Problem description -
Continue the personal account of growing up with undiagnosed bipolar disorder, picking up right after its last sentence about 17 years of film writing.

Text passage -
================

My official graduation from college happened in June 2003—before I was released from the hospital. My doctor ended up putting me on enough medication, and with chaperones to attend with me, I received my diploma and returned to the ward that night. Unfortunately, I knew that everything I had worked for years to accomplish was now up in smoke, and nobody would employ me—or so I thought at the time. Once I was released, I did fine for six months before suffering a relapse.

While I don’t blame my parents for any of this, Christian Science played a huge part in them not knowing what bipolar disorder was. None of us knew the symptoms of the disease and its undercurrent of hypo-mania that had been leading up to an inevitable crisis for approximately 10 years prior. I had crippling depression and then bursts of happiness throughout these years, and constantly slid between both poles rapidly, with zero warning but without any delusions as a child. I also always twisted mild teasing from peers into something completely different and totally out of context.

I couldn’t relate to any of my peers whatsoever. I even had my arm broken by a classmate during recess one day. It was several months before I reached high school, when the school district wouldn’t allow me to enroll in a school that these classmates wouldn’t be in so I could have a fresh start. My parents home schooled me until I found a school offering equivalent of GED to adults. During this time, the school board insisted I see a doctor and counselor because they thought I could be mentally ill and that this was the cause of my problems. My dad took me to a doctor, thinking there was nothing wrong with me at all.

At the end of the discussion, she gave him card and referral to a psychiatrist. I remember my father getting into the car, rippling the card up and telling me this was the standard brush off and a way to dump a client they didn’t want. He still prayed for years in Christian Science to fix my social problems until everything came to a head in 2003—10 years later.

I mentioned earlier that my career was in tatters. The only good thing that came from this awful experience—that still impacts me daily—was a second chance. I was in total despair one day, and reached out to a friend who asked me if there was anything I wanted to do in journalism that I hadn’t achieved, or that involved writing for magazines or newspapers. I told her that I really wanted to be a film critic. We ended up finding a lead and a site that has published my interviews, features, and reviews for over 17 years now.

================

Recorded data -
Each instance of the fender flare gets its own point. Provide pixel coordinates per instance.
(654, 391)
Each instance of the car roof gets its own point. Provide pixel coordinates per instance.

================

Answer to this task -
This work has led to guest appearances speaking about the Academy Awards and other film-related topics for U.S. and Canadian radio and television. I would have never had this opportunity without being diagnosed as bipolar, eventually following medical treatment to the letter, and ditching Christian Science completely; and having constant care under watchful eye of a psychiatrist for over two decades now. While there were numerous missed opportunities over the course of 10 years prior to experiencing my full blown psychiatric crisis, I do not blame my father or mother for anything that I experienced. My father didn’t know any better, and he followed Mary Baker Eddy’s teachings for 60 years until his passing from terminal cancer in 2021. He believed, as I did until my crisis, that the TRUTH contained in her writings and teachings could heal any disease—including mine. When it couldn’t it devastated him.

My father was never the same afterwards, and blamed his genetics for everything I experienced with the disease. Our relationship became somewhat fractured, as he could see that the same traits within himself—with constant rapid cycles of depression, horrible temperament, and twisting of what others said. My psychiatrist believed strongly that he had an undiagnosed type of bipolar disorder, minus the delusions, for all of his adult life. While I got helped by modern medicine, he never took those steps for himself because of Christian Science. It is a fact I cannot change, and I continue to grapple with it every moment of every day.